▸ **Explore the material**
(A) Quote the passage on the GRADE framework word for word. Begin at the words "How does it" and stop after "a risk difference).".
(B) Answer these questions from the passage on the GRADE framework:
(i) How many organizations worldwide officially endorse GRADE?
(ii) What kind of study ideally provides the best estimate of the effect size for each outcome?
(iii) At what quality level does evidence from randomized controlled trials start?

▸ **Document section**
★ ★ ★

GRADE (Grading of Recommendations, Assessment, Development and Evaluations) is a transparent framework for developing and presenting summaries of evidence and provides a systematic approach for making clinical practice recommendations.[1-3] It is the most widely adopted tool for grading the quality of evidence and for making recommendations with over 100 organizations worldwide officially endorsing GRADE.
How does it work?
First, the authors decide what the clinical question is, including the population that the question applies to, the two or more alternatives, and the outcomes that matter most to those faced with the decision. A study – ideally a systematic review – provides the best estimate of the effect size for each outcome, in absolute terms (e.g. a risk difference).
The authors then rate the quality of evidence, which is best applied to each outcome, because the quality of evidence often varies between outcomes. An overall GRADE quality rating can be applied to a body of evidence across outcomes, usually by taking the lowest quality of evidence from all of the outcomes that are critical to decision making.
GRADE has four levels of evidence – also known as certainty in evidence or quality of evidence: very low, low, moderate, and high (Table 1). Evidence from randomized controlled trials starts at high quality and, because of residual confounding, evidence that includes observational data starts at low quality. The certainty in the evidence is increased or decreased for several reasons, described in more detail below.

★ ★ ★

▸ **Recorded data**
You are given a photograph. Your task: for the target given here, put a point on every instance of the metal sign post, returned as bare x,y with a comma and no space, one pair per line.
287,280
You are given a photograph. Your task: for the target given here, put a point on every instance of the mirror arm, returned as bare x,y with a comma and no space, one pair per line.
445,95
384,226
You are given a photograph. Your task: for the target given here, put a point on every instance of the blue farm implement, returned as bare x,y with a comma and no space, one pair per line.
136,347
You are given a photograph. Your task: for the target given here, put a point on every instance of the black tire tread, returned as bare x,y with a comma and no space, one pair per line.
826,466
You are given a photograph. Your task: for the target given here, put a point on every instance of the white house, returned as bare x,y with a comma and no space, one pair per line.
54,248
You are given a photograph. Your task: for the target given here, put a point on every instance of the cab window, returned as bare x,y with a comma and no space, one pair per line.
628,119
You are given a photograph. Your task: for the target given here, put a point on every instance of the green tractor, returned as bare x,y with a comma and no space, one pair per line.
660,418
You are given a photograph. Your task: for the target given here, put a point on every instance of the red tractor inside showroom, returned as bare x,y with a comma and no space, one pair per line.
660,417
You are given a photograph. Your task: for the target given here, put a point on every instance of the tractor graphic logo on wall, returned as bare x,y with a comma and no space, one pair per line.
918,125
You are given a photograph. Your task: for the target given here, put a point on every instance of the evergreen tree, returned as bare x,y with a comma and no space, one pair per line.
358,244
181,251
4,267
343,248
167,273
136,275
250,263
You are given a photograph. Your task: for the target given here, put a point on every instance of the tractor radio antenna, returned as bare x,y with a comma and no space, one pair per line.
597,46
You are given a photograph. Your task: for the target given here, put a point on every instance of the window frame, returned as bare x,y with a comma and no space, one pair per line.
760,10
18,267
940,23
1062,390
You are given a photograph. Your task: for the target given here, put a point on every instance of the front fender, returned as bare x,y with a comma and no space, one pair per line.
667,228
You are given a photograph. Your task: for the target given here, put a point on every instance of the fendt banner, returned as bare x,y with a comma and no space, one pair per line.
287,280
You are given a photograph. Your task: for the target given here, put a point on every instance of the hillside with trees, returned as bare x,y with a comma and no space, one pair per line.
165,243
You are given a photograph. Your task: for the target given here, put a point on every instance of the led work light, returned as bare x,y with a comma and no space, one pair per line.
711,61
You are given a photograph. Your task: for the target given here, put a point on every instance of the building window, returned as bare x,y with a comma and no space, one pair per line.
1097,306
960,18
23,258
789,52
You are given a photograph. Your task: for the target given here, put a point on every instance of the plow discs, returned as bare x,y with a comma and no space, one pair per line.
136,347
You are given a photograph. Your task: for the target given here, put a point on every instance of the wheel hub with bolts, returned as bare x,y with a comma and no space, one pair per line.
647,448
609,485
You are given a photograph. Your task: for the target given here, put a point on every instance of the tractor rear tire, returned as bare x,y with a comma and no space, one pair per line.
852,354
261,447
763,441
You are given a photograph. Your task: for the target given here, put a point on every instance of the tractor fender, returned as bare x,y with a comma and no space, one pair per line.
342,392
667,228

★ ★ ★

▸ **Completed exercise**
(A)
How does it work?
First, the authors decide what the clinical question is, including the population that the question applies to, the two or more alternatives, and the outcomes that matter most to those faced with the decision. A study – ideally a systematic review – provides the best estimate of the effect size for each outcome, in absolute terms (e.g. a risk difference).

(B)
(i) Over 100
(ii) A systematic review
(iii) High quality